So Where's The Foreign Money?

Right here:
By Friday, offers had been received from Armenia, Australia, Austria, Azerbaijan, Bahamas, Belgium, Britain, Canada, China, Colombia, Cuba, Dominica, the Dominican Republic, Ecuador, El Salvador, France, Germany, Greece, Georgia, Guatemala, Guyana, Honduras, Hungary, Iceland, India, Indonesia, Israel, Italy, Jamaica, Japan, Jordan, Lithuania, Luxembourg, Mexico, the Netherlands, New Zealand, Norway, Paraguay, the Philippines, Portugal, Russia, Saudi Arabia, Singapore, Slovak Republic, Slovenia, Spain, Sweden, Switzerland, South Korea, Sri Lanka, Taiwan, Thailand, Turkey, Venezuela and the United Arab Emirates.
My faith in America is shaken. Humanity in general, OTOH...after everything this country has done, especially considering these are red states...this is really heartening.
--
(/) Roland X
Hope is a phoenix

Friday, September 02, 2005

Because I Have To

...I'm still in shock over New Orleans.

I was born in New York. 9/11 is still the only day I have ever just not gone to work -- called in sick, sure, but I just couldn't move from my television, watching my beloved city scream in agony as a monster stabbed a poisoned blade through its heart.

This is worse.

The unimaginable, breathtaking corruption and incompetence of the Bush administration throughout all this has made me purely ill, but right now even their responsibility for FEMA's sorry state pales to near-insignificance in the face of the massive death, destruction and suffering in the city. Babies dying of dehydration. Bodies floating in the streets. Thousands of people trapped, stranded, with no food or water because no one can get their heads out of their butts long enough to help them.

Politically, this is the right response:
No whitewashes. Find out who fucked up. Republicans, Democrats, I don't care. Anyone who screwed up should be tarred and feathered.
Yes. Absolutely. We need to find out what went wrong and make sure it never happens again.

LATER.

(Though yes, there is a place for keeping the heat on the blood-sucking monsters who drained the defenses from the Big Easy to play God and pork with.)

Right now, however, anyone who can do something needs to do it. I don't care whether you're red, blue, purple or rutting chartreuse. Right now, you help and you're on the side of the angels as far as I'm concerned. The rest of us need to give whatever we can. While we're in sufficiently dire straits monetarily that we can't match the full Skippy challenge, we are donating what we can through my office, which has a matching fund. Best Buy has one as well, but given the rapidly increasing outpouring of donations, I suspect they'll hit their million dollar cap soon, whereas my office has not listed a donation cap of their own.

I'd ask everyone reading this to do what they can, but I'm certain that all of you already are.

▸ REQUIRED ACTION 1:
Condense the paragraph of the blog post that begins "Right now, however, anyone who can do something" into a short bulleted list that keeps its main facts.
▸ REQUIRED ACTION 2:
Reproduce the blog post word for word from "Friday, September 02, 2005" to "through its heart.".
The records that come after the blog post are not needed for any of this work.

▸ RECORDED INFORMATION:
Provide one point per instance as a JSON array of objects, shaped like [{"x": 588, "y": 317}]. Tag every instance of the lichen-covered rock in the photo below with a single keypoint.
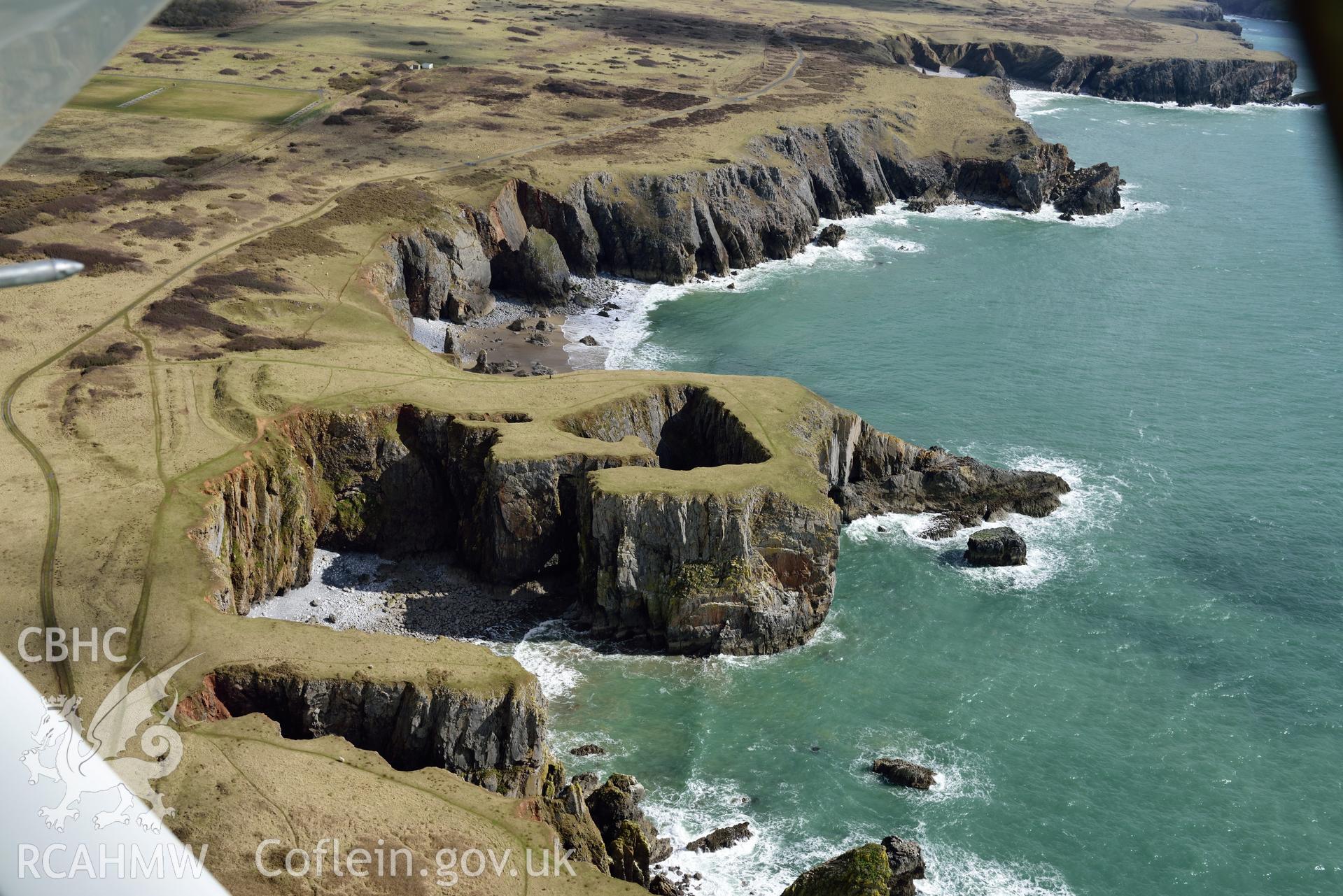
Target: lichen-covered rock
[
  {"x": 743, "y": 567},
  {"x": 720, "y": 839},
  {"x": 888, "y": 868},
  {"x": 1090, "y": 191},
  {"x": 567, "y": 813},
  {"x": 873, "y": 472},
  {"x": 1221, "y": 82},
  {"x": 587, "y": 750},
  {"x": 542, "y": 274},
  {"x": 493, "y": 739},
  {"x": 731, "y": 573},
  {"x": 904, "y": 773},
  {"x": 830, "y": 235},
  {"x": 631, "y": 840},
  {"x": 441, "y": 271},
  {"x": 998, "y": 546},
  {"x": 675, "y": 227}
]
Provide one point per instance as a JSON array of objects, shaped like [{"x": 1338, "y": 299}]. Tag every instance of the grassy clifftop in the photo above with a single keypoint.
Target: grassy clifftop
[{"x": 238, "y": 280}]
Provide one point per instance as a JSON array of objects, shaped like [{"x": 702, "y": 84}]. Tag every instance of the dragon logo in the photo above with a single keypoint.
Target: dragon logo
[{"x": 118, "y": 718}]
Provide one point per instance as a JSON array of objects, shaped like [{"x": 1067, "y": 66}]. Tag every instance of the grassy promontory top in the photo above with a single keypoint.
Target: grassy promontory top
[{"x": 230, "y": 234}]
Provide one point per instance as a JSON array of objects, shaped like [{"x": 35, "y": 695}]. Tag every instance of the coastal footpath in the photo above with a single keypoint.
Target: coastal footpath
[{"x": 235, "y": 371}]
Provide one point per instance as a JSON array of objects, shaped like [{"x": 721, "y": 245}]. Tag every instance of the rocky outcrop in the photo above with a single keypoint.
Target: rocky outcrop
[
  {"x": 888, "y": 868},
  {"x": 998, "y": 546},
  {"x": 1258, "y": 8},
  {"x": 492, "y": 739},
  {"x": 720, "y": 839},
  {"x": 1090, "y": 191},
  {"x": 564, "y": 809},
  {"x": 673, "y": 227},
  {"x": 873, "y": 472},
  {"x": 535, "y": 271},
  {"x": 701, "y": 573},
  {"x": 903, "y": 773},
  {"x": 1305, "y": 98},
  {"x": 720, "y": 565},
  {"x": 441, "y": 271},
  {"x": 1220, "y": 82},
  {"x": 830, "y": 235},
  {"x": 631, "y": 840}
]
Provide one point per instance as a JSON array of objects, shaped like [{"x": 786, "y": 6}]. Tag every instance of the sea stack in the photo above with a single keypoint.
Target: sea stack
[
  {"x": 887, "y": 868},
  {"x": 998, "y": 546},
  {"x": 830, "y": 235},
  {"x": 906, "y": 774}
]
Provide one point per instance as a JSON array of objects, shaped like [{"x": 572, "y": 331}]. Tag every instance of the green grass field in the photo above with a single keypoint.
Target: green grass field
[{"x": 215, "y": 101}]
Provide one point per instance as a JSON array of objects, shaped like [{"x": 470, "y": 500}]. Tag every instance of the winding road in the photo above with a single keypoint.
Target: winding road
[{"x": 46, "y": 589}]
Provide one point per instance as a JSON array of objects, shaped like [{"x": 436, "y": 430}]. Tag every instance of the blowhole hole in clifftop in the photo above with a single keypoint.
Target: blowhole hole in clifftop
[{"x": 684, "y": 425}]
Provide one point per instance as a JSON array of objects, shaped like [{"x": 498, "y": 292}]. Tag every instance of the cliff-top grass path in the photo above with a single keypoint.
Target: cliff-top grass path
[{"x": 245, "y": 302}]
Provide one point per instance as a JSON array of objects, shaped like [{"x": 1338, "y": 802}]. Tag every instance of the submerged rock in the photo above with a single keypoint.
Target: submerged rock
[
  {"x": 663, "y": 886},
  {"x": 888, "y": 868},
  {"x": 1090, "y": 191},
  {"x": 720, "y": 839},
  {"x": 587, "y": 750},
  {"x": 1305, "y": 98},
  {"x": 830, "y": 235},
  {"x": 631, "y": 840},
  {"x": 998, "y": 546},
  {"x": 904, "y": 773}
]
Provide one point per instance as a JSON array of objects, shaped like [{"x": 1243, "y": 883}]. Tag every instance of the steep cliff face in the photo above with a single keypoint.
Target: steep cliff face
[
  {"x": 673, "y": 227},
  {"x": 740, "y": 573},
  {"x": 668, "y": 228},
  {"x": 393, "y": 481},
  {"x": 440, "y": 273},
  {"x": 1221, "y": 82},
  {"x": 1259, "y": 8},
  {"x": 492, "y": 739},
  {"x": 873, "y": 472},
  {"x": 663, "y": 507}
]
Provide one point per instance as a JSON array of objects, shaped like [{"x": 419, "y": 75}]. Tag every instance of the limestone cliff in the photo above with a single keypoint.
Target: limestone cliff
[
  {"x": 663, "y": 509},
  {"x": 1220, "y": 82},
  {"x": 495, "y": 739},
  {"x": 673, "y": 227}
]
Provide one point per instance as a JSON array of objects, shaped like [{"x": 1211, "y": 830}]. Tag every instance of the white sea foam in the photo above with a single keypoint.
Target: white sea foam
[
  {"x": 431, "y": 334},
  {"x": 1056, "y": 543},
  {"x": 961, "y": 774},
  {"x": 764, "y": 864},
  {"x": 954, "y": 871},
  {"x": 547, "y": 653},
  {"x": 1033, "y": 104},
  {"x": 622, "y": 336}
]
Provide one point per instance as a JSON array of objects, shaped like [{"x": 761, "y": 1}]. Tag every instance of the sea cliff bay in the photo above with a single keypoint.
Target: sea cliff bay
[{"x": 653, "y": 593}]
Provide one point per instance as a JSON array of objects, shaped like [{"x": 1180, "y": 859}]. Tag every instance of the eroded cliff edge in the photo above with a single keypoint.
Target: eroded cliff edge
[
  {"x": 679, "y": 522},
  {"x": 672, "y": 228}
]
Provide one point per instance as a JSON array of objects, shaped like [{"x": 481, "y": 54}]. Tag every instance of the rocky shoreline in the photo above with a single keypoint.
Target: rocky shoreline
[{"x": 707, "y": 223}]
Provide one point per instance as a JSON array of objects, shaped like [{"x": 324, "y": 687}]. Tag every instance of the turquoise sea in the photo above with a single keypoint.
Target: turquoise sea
[{"x": 1155, "y": 703}]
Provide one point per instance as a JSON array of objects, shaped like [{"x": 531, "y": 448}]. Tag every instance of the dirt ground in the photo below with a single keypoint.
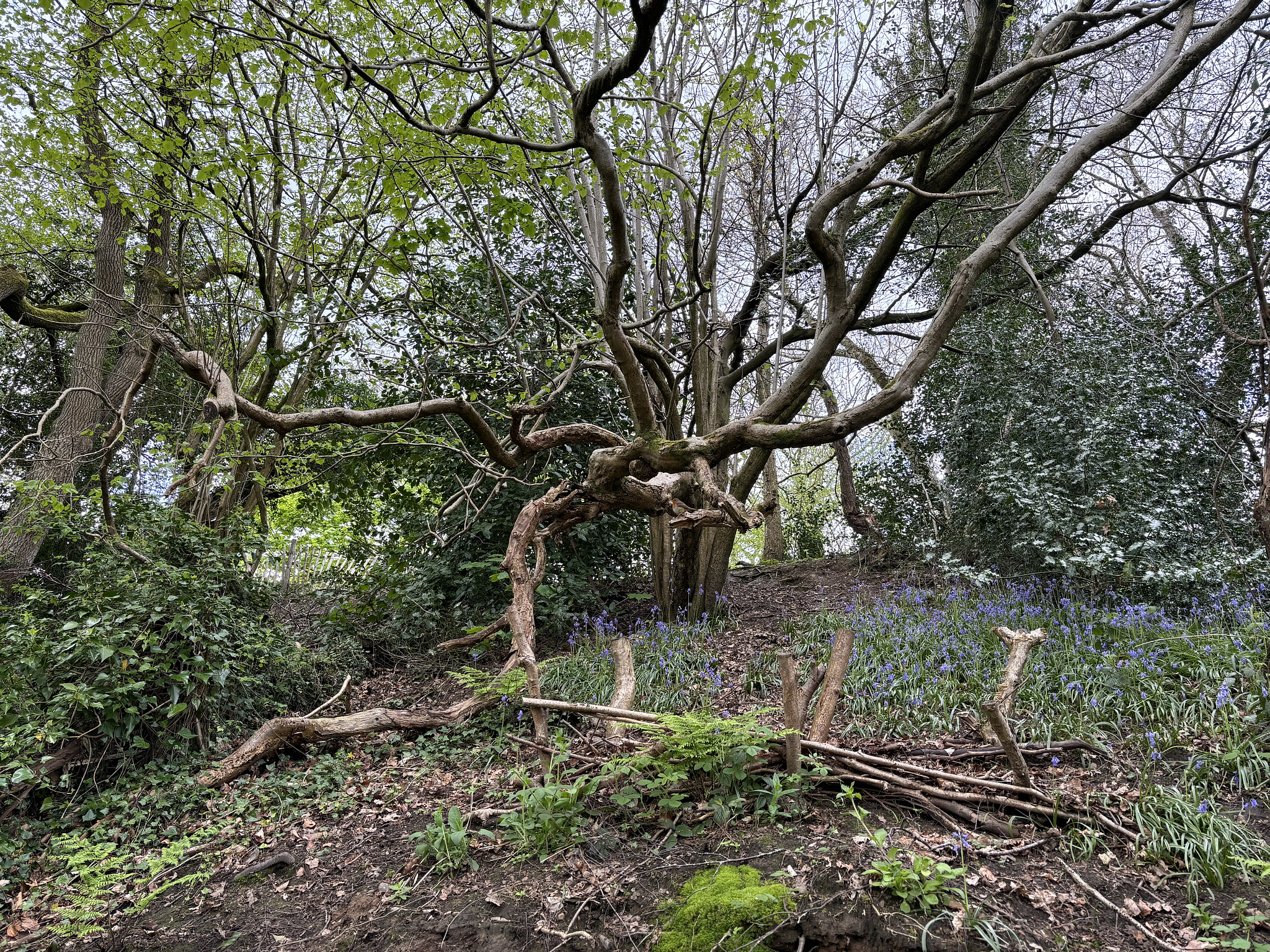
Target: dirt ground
[{"x": 345, "y": 886}]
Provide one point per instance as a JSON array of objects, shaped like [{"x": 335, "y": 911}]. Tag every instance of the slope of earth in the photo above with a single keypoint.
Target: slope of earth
[{"x": 339, "y": 822}]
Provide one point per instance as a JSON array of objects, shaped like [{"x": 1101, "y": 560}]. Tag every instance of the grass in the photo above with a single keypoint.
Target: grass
[
  {"x": 1109, "y": 669},
  {"x": 675, "y": 664}
]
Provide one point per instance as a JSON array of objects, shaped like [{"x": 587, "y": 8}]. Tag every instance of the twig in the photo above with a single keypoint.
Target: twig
[
  {"x": 1116, "y": 909},
  {"x": 475, "y": 638},
  {"x": 593, "y": 710},
  {"x": 349, "y": 679},
  {"x": 527, "y": 743}
]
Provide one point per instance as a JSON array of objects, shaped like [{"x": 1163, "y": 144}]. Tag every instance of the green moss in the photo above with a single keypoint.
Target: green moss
[{"x": 733, "y": 902}]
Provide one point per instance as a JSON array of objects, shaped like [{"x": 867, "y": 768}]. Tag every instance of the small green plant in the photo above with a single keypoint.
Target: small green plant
[
  {"x": 550, "y": 816},
  {"x": 1189, "y": 829},
  {"x": 98, "y": 867},
  {"x": 1236, "y": 935},
  {"x": 920, "y": 884},
  {"x": 776, "y": 788},
  {"x": 726, "y": 909},
  {"x": 483, "y": 684},
  {"x": 701, "y": 758},
  {"x": 94, "y": 870},
  {"x": 445, "y": 842}
]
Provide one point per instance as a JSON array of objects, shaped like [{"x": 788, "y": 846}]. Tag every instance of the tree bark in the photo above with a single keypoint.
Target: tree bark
[{"x": 71, "y": 438}]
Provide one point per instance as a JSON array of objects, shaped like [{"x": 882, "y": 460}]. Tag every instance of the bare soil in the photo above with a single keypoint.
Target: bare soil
[{"x": 345, "y": 889}]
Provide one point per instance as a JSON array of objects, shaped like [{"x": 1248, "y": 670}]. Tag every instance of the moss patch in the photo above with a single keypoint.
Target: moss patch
[{"x": 732, "y": 902}]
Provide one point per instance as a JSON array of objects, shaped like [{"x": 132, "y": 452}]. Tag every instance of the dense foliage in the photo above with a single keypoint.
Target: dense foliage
[{"x": 138, "y": 659}]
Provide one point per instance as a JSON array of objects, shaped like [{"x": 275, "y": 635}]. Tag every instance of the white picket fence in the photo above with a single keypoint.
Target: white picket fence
[{"x": 300, "y": 564}]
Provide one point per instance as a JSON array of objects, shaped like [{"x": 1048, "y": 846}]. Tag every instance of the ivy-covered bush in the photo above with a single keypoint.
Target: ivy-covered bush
[{"x": 138, "y": 656}]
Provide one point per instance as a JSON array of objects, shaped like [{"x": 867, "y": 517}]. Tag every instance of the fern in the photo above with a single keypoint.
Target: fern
[
  {"x": 93, "y": 870},
  {"x": 704, "y": 741},
  {"x": 84, "y": 903}
]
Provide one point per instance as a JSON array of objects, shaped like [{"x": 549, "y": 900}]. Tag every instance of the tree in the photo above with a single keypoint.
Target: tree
[{"x": 871, "y": 143}]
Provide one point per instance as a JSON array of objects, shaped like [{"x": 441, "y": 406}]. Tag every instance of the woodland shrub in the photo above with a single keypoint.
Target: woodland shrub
[
  {"x": 139, "y": 658},
  {"x": 426, "y": 592}
]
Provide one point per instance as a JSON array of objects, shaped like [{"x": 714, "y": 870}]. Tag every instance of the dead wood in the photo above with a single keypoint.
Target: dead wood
[
  {"x": 840, "y": 656},
  {"x": 1036, "y": 749},
  {"x": 475, "y": 638},
  {"x": 591, "y": 710},
  {"x": 1001, "y": 728},
  {"x": 290, "y": 731},
  {"x": 527, "y": 743},
  {"x": 1118, "y": 910},
  {"x": 1019, "y": 644},
  {"x": 788, "y": 664},
  {"x": 61, "y": 758},
  {"x": 813, "y": 681},
  {"x": 337, "y": 696},
  {"x": 624, "y": 687}
]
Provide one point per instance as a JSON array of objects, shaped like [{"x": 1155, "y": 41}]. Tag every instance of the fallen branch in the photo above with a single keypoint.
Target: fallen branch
[
  {"x": 527, "y": 743},
  {"x": 624, "y": 683},
  {"x": 1119, "y": 912},
  {"x": 840, "y": 656},
  {"x": 286, "y": 731},
  {"x": 1034, "y": 749},
  {"x": 591, "y": 710},
  {"x": 475, "y": 638},
  {"x": 337, "y": 696},
  {"x": 61, "y": 758}
]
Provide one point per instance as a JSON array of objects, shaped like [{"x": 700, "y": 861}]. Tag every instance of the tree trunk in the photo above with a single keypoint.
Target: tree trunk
[
  {"x": 861, "y": 523},
  {"x": 71, "y": 438}
]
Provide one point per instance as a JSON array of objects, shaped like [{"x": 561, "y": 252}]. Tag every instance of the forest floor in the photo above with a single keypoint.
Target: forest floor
[{"x": 352, "y": 880}]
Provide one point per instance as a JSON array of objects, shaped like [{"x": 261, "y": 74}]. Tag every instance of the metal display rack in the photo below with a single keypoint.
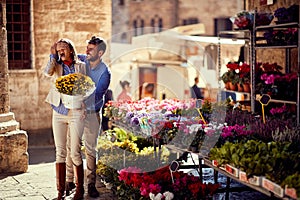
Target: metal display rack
[{"x": 253, "y": 39}]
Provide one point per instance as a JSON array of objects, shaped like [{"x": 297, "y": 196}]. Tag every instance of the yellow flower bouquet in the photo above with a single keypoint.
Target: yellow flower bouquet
[{"x": 74, "y": 88}]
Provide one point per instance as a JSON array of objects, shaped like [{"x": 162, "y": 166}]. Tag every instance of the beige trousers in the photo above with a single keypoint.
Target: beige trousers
[
  {"x": 61, "y": 125},
  {"x": 90, "y": 137}
]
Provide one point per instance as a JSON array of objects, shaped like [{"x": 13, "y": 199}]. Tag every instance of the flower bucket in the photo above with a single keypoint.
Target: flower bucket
[{"x": 72, "y": 102}]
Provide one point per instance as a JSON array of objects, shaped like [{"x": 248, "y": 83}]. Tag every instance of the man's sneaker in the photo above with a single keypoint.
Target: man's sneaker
[{"x": 92, "y": 191}]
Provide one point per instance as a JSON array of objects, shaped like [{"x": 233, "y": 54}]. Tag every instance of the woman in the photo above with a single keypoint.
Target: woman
[
  {"x": 63, "y": 61},
  {"x": 125, "y": 94}
]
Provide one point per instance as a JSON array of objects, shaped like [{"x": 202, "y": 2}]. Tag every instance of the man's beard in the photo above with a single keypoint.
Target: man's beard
[{"x": 92, "y": 58}]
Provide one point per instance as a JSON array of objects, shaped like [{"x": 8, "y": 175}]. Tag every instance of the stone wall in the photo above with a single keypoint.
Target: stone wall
[
  {"x": 77, "y": 20},
  {"x": 275, "y": 55}
]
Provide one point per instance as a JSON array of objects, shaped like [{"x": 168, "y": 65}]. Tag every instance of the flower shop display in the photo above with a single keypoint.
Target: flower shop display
[
  {"x": 270, "y": 80},
  {"x": 281, "y": 37},
  {"x": 130, "y": 181},
  {"x": 286, "y": 15},
  {"x": 159, "y": 184},
  {"x": 243, "y": 20},
  {"x": 74, "y": 88}
]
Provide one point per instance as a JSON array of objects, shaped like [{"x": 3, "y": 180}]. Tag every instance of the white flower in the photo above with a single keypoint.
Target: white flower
[{"x": 168, "y": 195}]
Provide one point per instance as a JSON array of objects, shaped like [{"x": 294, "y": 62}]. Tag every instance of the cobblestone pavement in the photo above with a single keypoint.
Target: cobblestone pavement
[{"x": 38, "y": 182}]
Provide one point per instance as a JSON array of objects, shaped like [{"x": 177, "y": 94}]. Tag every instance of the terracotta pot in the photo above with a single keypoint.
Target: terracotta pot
[
  {"x": 247, "y": 87},
  {"x": 232, "y": 86},
  {"x": 227, "y": 86}
]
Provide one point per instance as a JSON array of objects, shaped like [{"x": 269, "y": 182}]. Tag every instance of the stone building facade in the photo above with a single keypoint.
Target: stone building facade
[
  {"x": 79, "y": 20},
  {"x": 156, "y": 15}
]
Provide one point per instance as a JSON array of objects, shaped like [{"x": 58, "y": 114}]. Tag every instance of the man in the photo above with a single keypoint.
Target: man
[
  {"x": 64, "y": 61},
  {"x": 195, "y": 90},
  {"x": 101, "y": 75}
]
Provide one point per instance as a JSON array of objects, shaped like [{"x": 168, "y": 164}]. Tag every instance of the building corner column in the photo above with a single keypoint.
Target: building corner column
[{"x": 13, "y": 141}]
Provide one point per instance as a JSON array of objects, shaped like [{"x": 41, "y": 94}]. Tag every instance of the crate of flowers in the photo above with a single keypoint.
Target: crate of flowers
[{"x": 74, "y": 88}]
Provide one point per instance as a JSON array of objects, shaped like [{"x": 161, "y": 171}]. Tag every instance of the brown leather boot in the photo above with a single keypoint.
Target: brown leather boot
[
  {"x": 60, "y": 180},
  {"x": 69, "y": 188},
  {"x": 79, "y": 175}
]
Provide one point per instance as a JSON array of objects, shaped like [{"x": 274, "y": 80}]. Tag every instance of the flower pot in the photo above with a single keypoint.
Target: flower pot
[
  {"x": 240, "y": 88},
  {"x": 72, "y": 102},
  {"x": 232, "y": 86},
  {"x": 227, "y": 86}
]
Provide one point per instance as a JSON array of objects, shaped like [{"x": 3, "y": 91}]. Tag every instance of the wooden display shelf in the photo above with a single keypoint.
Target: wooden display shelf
[{"x": 208, "y": 163}]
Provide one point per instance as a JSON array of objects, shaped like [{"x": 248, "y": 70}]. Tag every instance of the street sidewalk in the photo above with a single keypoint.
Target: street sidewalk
[{"x": 39, "y": 182}]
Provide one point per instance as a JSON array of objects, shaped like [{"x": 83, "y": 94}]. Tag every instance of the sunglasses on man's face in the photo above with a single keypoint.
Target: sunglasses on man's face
[{"x": 96, "y": 40}]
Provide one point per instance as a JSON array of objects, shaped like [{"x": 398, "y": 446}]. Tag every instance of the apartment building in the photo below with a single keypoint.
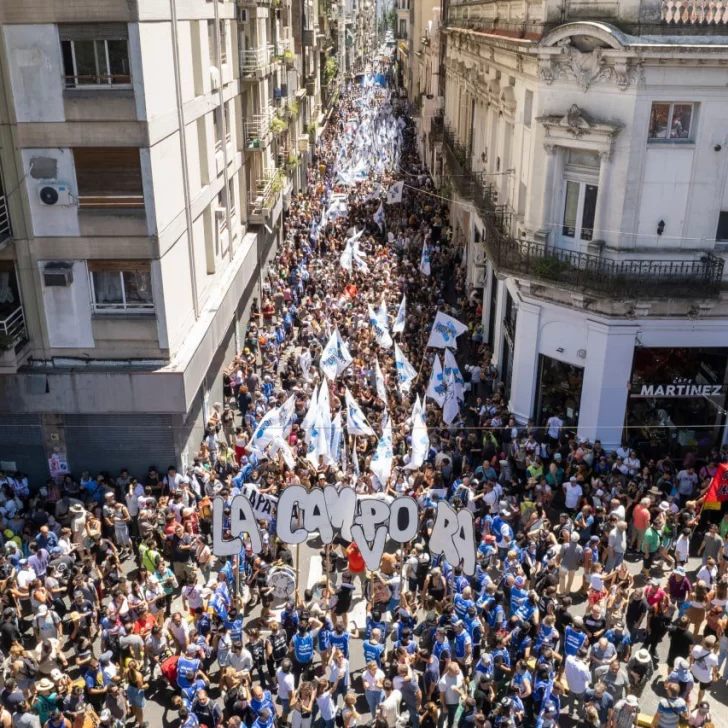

▸ ANSWER BOX 1:
- Anyone who can help should do it now, whatever their politics.
- Anyone who helps is, in the writer's view, on the side of the angels.
- Everyone else should give what they can.
- Money is tight, so the writer can't match the full Skippy challenge but is donating through an office that has a matching fund.
- Best Buy also has a matching fund but will likely hit its million-dollar cap soon. The writer's office has listed no cap.

▸ ANSWER BOX 2:
Friday, September 02, 2005

Because I Have To

...I'm still in shock over New Orleans.

I was born in New York. 9/11 is still the only day I have ever just not gone to work -- called in sick, sure, but I just couldn't move from my television, watching my beloved city scream in agony as a monster stabbed a poisoned blade through its heart.